## 提示テキスト
★ ★ ★

セット販売の問題点は「クラシックプラン」の存在

 訴状によるとMicrosoftは、Microsoft 365のパーソナルプランおよびファミリープランの加入者に対し、サブスクリプションを継続するにはCopilotの統合を受け入れる必要があり、より高い価格を支払わなければならないと伝えていたようだ。

 それに対しACCCは、「MicrosoftがCopilotを含まないクラシックプランの存在を知らせなかったことにより、顧客に誤解を与えた」と述べている。クラシックプランであれば、ユーザーはCopilotなしで従来の低価格のままサブスクリプションを維持できたという。

 ACCCの委員長であるジーナ・キャス=ゴットリーブ氏は、訴訟に関する声明で次のように述べた。

 「詳細な調査を経て、私たちは裁判で、Microsoftが案内からクラシックプランに関する言及を意図的に除外し、加入者が解約手続きに進むまでその存在を隠していたと主張している。これは、より高額なプランへ移行する消費者を増やすためだったと考えられる」

 Microsoftが既存のサブスクリプションプランにCopilotを組み込み、価格を引き上げた動きは、ベンダー各社が自社製品にAI機能を追加する流れが続いていることを反映したものだ。

 ITリーダーたちは、新しいAI機能がソフトウェア費用の高騰を引き起こしていると指摘する。調査企業であるForresterが2024年に公開したレポートによると(注2)、テクノロジーリーダーの5人中4人以上が、SaaS製品にAI機能が導入されることで、2025年のソフトウェア全体のコストが上昇すると考えていた。

 市場調査企業であるDeep Analysisのアラン・ペルツ=シャープ氏(創業者)は、ベンダーはバンドルソフトウェアを企業顧客に付加価値として売り込むことが多いと指摘している。さらに同氏は、2025年におけるエンタープライズソフトウェアの大半は、複数の製品や機能、特徴をまとめたバンドル方式で構成されていると付け加えた。

 ペルツ=シャープ氏によると、特定の業務プロセスを遂行するために必要な複数の製品を一つの価格でまとめて提供するバンドル方式は、買い手および売り手の双方にとって理にかなっているという(注3)。一方、同氏は「買い手が必要としていない製品をバンドルに含めると問題が生じる」と指摘している。

 ペルツ=シャープ氏によると、変革をもたらすようなAIプロジェクトには予算が確保されている一方で、単に新しい機能を追加したり、コンテンツの要約や検索方法を変えたりする程度のAIに対する予算は非常に少ないという(注4)。同氏は「企業は、それらの機能をビジネスの中核と見なしていない。あれば便利という程度の機能なのだ」と述べた。

★ ★ ★

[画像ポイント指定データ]
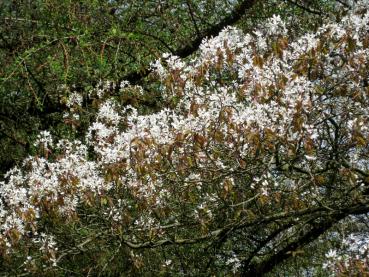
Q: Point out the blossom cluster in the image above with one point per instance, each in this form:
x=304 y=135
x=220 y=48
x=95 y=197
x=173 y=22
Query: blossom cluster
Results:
x=246 y=108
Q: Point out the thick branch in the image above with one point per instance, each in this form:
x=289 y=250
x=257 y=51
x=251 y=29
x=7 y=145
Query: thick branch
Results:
x=193 y=45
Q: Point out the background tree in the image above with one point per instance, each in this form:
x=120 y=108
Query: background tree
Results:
x=259 y=149
x=50 y=49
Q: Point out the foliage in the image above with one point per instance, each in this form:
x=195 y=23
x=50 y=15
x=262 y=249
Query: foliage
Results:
x=49 y=49
x=259 y=149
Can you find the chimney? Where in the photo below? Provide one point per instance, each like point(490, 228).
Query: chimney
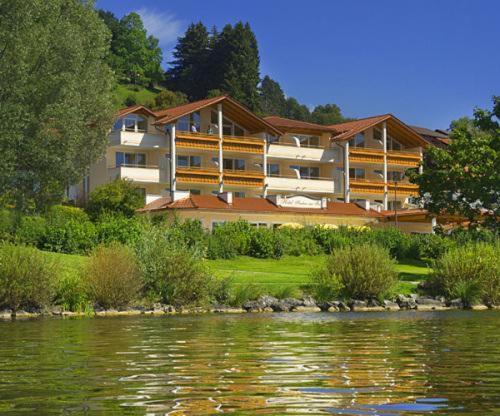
point(364, 203)
point(227, 197)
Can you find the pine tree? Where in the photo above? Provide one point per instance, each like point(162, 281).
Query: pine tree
point(327, 114)
point(272, 98)
point(235, 64)
point(188, 73)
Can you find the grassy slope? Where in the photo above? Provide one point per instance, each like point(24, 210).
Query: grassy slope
point(143, 95)
point(271, 274)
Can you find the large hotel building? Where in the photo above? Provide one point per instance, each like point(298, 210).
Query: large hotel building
point(217, 161)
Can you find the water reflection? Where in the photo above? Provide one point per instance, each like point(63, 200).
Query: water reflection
point(349, 364)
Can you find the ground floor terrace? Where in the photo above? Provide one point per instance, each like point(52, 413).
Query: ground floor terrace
point(278, 210)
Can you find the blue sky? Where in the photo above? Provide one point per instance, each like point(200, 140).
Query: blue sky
point(426, 61)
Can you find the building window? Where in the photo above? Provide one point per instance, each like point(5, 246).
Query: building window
point(392, 205)
point(358, 140)
point(308, 172)
point(229, 128)
point(190, 122)
point(142, 193)
point(393, 144)
point(273, 169)
point(395, 176)
point(234, 164)
point(356, 173)
point(189, 161)
point(130, 159)
point(131, 122)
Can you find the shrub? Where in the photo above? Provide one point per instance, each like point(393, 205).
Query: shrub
point(26, 277)
point(71, 293)
point(173, 273)
point(265, 243)
point(31, 230)
point(229, 240)
point(360, 272)
point(297, 242)
point(118, 228)
point(329, 239)
point(69, 230)
point(119, 196)
point(471, 273)
point(246, 292)
point(7, 222)
point(112, 277)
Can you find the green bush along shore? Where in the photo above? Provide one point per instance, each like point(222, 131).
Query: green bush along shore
point(115, 259)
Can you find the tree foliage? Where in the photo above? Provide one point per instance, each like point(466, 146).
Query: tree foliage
point(464, 178)
point(134, 56)
point(118, 197)
point(55, 97)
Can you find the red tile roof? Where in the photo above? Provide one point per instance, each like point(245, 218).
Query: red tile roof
point(209, 202)
point(289, 124)
point(170, 114)
point(351, 128)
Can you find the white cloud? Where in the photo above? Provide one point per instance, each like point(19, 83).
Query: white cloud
point(162, 25)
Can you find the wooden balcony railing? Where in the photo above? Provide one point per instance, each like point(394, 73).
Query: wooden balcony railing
point(368, 155)
point(208, 141)
point(197, 175)
point(252, 178)
point(374, 186)
point(196, 140)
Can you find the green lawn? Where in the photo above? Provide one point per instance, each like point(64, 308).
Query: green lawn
point(271, 274)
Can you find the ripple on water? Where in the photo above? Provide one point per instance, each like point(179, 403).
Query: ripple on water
point(365, 364)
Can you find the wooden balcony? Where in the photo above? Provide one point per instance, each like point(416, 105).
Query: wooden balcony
point(205, 141)
point(364, 155)
point(403, 158)
point(243, 144)
point(202, 141)
point(372, 186)
point(197, 175)
point(367, 155)
point(243, 178)
point(366, 186)
point(403, 188)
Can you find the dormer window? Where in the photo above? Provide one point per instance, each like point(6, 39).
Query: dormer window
point(132, 122)
point(190, 122)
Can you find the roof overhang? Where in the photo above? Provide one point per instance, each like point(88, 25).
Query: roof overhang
point(232, 110)
point(395, 128)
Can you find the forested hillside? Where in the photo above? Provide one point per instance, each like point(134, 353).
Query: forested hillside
point(205, 63)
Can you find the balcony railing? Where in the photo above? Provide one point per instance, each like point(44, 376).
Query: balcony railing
point(210, 141)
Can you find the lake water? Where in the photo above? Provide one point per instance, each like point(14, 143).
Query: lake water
point(403, 363)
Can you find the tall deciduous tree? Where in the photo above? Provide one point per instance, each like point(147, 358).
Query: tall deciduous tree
point(55, 97)
point(189, 68)
point(272, 97)
point(464, 178)
point(134, 56)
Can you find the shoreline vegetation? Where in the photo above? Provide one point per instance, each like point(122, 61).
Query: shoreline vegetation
point(68, 261)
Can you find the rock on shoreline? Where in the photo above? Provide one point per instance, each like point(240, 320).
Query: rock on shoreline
point(267, 304)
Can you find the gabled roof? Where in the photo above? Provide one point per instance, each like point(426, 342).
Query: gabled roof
point(210, 202)
point(232, 109)
point(349, 129)
point(289, 125)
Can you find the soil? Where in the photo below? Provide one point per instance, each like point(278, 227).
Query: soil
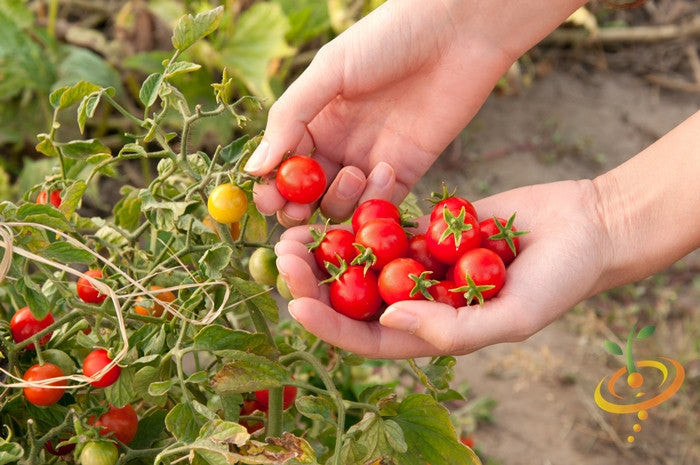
point(570, 125)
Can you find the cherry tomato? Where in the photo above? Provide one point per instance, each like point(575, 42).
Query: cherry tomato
point(99, 453)
point(454, 205)
point(288, 397)
point(86, 291)
point(227, 203)
point(156, 309)
point(385, 237)
point(374, 208)
point(403, 279)
point(418, 250)
point(442, 292)
point(54, 198)
point(120, 423)
point(263, 266)
point(449, 237)
point(500, 235)
point(355, 293)
point(24, 325)
point(301, 179)
point(96, 361)
point(480, 274)
point(44, 395)
point(335, 245)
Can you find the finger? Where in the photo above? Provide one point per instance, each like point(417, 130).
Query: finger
point(367, 339)
point(291, 113)
point(343, 194)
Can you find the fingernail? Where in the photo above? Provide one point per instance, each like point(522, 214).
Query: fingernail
point(381, 175)
point(349, 185)
point(258, 157)
point(393, 317)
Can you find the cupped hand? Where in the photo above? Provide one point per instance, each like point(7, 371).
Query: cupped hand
point(560, 264)
point(391, 91)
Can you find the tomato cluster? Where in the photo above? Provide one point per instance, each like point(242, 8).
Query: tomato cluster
point(459, 260)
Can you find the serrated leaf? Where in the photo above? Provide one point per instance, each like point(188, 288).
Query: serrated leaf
point(189, 29)
point(613, 348)
point(645, 332)
point(245, 372)
point(149, 89)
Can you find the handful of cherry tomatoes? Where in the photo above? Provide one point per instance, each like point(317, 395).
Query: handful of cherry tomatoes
point(458, 261)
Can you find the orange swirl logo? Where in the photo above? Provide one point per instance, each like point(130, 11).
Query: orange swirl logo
point(642, 393)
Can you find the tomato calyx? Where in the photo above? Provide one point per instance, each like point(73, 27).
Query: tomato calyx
point(456, 225)
point(473, 291)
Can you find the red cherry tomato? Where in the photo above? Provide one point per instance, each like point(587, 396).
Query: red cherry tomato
point(96, 361)
point(418, 250)
point(24, 325)
point(46, 394)
point(288, 397)
point(86, 291)
point(480, 273)
point(355, 293)
point(374, 208)
point(449, 239)
point(442, 292)
point(336, 245)
point(54, 198)
point(301, 179)
point(120, 423)
point(454, 205)
point(385, 237)
point(402, 279)
point(501, 237)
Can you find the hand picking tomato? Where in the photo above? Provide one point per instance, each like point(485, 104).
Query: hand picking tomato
point(262, 398)
point(96, 361)
point(386, 239)
point(501, 236)
point(333, 246)
point(46, 394)
point(355, 293)
point(300, 179)
point(24, 325)
point(227, 203)
point(156, 309)
point(479, 274)
point(99, 453)
point(54, 198)
point(86, 291)
point(374, 208)
point(404, 279)
point(450, 236)
point(120, 423)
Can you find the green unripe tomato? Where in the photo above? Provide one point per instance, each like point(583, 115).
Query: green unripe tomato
point(262, 266)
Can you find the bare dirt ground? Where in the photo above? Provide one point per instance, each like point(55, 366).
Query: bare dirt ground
point(570, 125)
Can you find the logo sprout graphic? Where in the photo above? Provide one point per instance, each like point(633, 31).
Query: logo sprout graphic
point(644, 396)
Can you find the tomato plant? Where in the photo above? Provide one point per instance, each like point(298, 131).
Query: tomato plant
point(300, 179)
point(43, 393)
point(95, 362)
point(24, 325)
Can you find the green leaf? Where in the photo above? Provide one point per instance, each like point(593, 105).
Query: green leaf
point(184, 423)
point(216, 337)
point(256, 295)
point(613, 348)
point(189, 29)
point(65, 97)
point(63, 252)
point(247, 372)
point(258, 39)
point(149, 89)
point(645, 332)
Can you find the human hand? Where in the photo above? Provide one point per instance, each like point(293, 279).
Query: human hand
point(561, 263)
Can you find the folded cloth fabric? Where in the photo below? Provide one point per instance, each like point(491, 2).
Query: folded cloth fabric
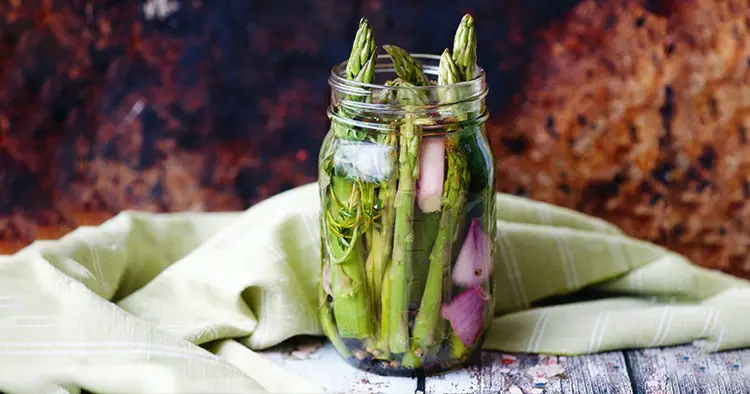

★ ★ ★

## 作業指示 1
提示テキストで、ACCCの委員長として名前が挙がっている人物は誰ですか。
## 作業指示 2
提示テキストの「それに対しACCCは、「Mi」から「題が生じる」と指摘している。」までの部分を、「バンドル方式」を「セット販売方式」に置き換えて書き直してください。
記録はここでは使いません。

## 解答 1
ジーナ・キャス=ゴットリーブ氏です。

## 解答 2
それに対しACCCは、「MicrosoftがCopilotを含まないクラシックプランの存在を知らせなかったことにより、顧客に誤解を与えた」と述べている。クラシックプランであれば、ユーザーはCopilotなしで従来の低価格のままサブスクリプションを維持できたという。

 ACCCの委員長であるジーナ・キャス=ゴットリーブ氏は、訴訟に関する声明で次のように述べた。

 「詳細な調査を経て、私たちは裁判で、Microsoftが案内からクラシックプランに関する言及を意図的に除外し、加入者が解約手続きに進むまでその存在を隠していたと主張している。これは、より高額なプランへ移行する消費者を増やすためだったと考えられる」

 Microsoftが既存のサブスクリプションプランにCopilotを組み込み、価格を引き上げた動きは、ベンダー各社が自社製品にAI機能を追加する流れが続いていることを反映したものだ。

 ITリーダーたちは、新しいAI機能がソフトウェア費用の高騰を引き起こしていると指摘する。調査企業であるForresterが2024年に公開したレポートによると(注2)、テクノロジーリーダーの5人中4人以上が、SaaS製品にAI機能が導入されることで、2025年のソフトウェア全体のコストが上昇すると考えていた。

 市場調査企業であるDeep Analysisのアラン・ペルツ=シャープ氏(創業者)は、ベンダーはバンドルソフトウェアを企業顧客に付加価値として売り込むことが多いと指摘している。さらに同氏は、2025年におけるエンタープライズソフトウェアの大半は、複数の製品や機能、特徴をまとめたセット販売方式で構成されていると付け加えた。

 ペルツ=シャープ氏によると、特定の業務プロセスを遂行するために必要な複数の製品を一つの価格でまとめて提供するセット販売方式は、買い手および売り手の双方にとって理にかなっているという(注3)。一方、同氏は「買い手が必要としていない製品をバンドルに含めると問題が生じる」と指摘している。